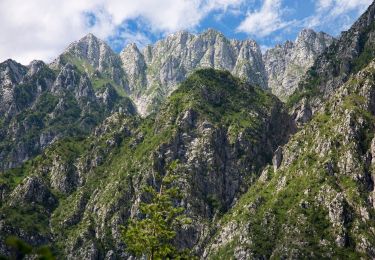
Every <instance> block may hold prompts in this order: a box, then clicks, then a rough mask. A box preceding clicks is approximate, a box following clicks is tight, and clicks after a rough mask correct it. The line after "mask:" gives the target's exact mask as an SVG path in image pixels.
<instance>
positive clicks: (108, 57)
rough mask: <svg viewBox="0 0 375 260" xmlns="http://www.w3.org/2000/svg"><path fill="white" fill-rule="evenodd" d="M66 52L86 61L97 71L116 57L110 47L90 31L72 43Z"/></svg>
mask: <svg viewBox="0 0 375 260" xmlns="http://www.w3.org/2000/svg"><path fill="white" fill-rule="evenodd" d="M66 53H70V54H72V55H73V56H75V57H78V58H81V59H84V60H86V61H88V62H89V63H90V64H91V65H92V66H93V67H94V68H96V69H98V70H99V71H103V70H105V69H106V68H107V67H108V66H109V65H111V62H113V60H116V59H117V58H116V54H115V53H114V52H113V51H112V49H111V48H110V47H109V46H108V45H107V44H106V43H105V42H104V41H102V40H100V39H98V38H97V37H95V36H94V35H93V34H91V33H90V34H88V35H86V36H84V37H83V38H82V39H80V40H79V41H77V42H74V43H72V44H71V45H70V46H69V47H68V49H67V50H66Z"/></svg>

• ACTIVITY
Reproduce all of the data above word for word, leaving the picture out.

• YOUR SOLUTION
Every <instance> block may hold prompts in this order: a box, then clicks, then a rough mask. A box preceding clicks is approximate, a box following clicks is tight, and clicks after a rough mask correct it. The line after "mask:" gives the target's exact mask as an SVG path in image pixels.
<instance>
positive clicks: (108, 57)
rough mask: <svg viewBox="0 0 375 260" xmlns="http://www.w3.org/2000/svg"><path fill="white" fill-rule="evenodd" d="M66 52L86 61L97 71L116 57L110 47L90 31L72 43Z"/></svg>
mask: <svg viewBox="0 0 375 260" xmlns="http://www.w3.org/2000/svg"><path fill="white" fill-rule="evenodd" d="M66 53H70V54H72V55H73V56H75V57H78V58H81V59H84V60H86V61H88V62H89V63H90V64H91V65H92V66H93V67H94V68H96V69H98V70H99V71H103V70H105V69H106V68H107V67H108V66H109V65H111V62H113V60H116V59H117V58H116V54H115V53H114V52H113V51H112V49H111V48H110V47H109V46H108V45H107V44H106V43H105V42H104V41H102V40H100V39H98V38H97V37H95V36H94V35H93V34H91V33H90V34H88V35H86V36H84V37H83V38H82V39H80V40H79V41H77V42H74V43H72V44H71V45H70V46H69V47H68V49H67V50H66Z"/></svg>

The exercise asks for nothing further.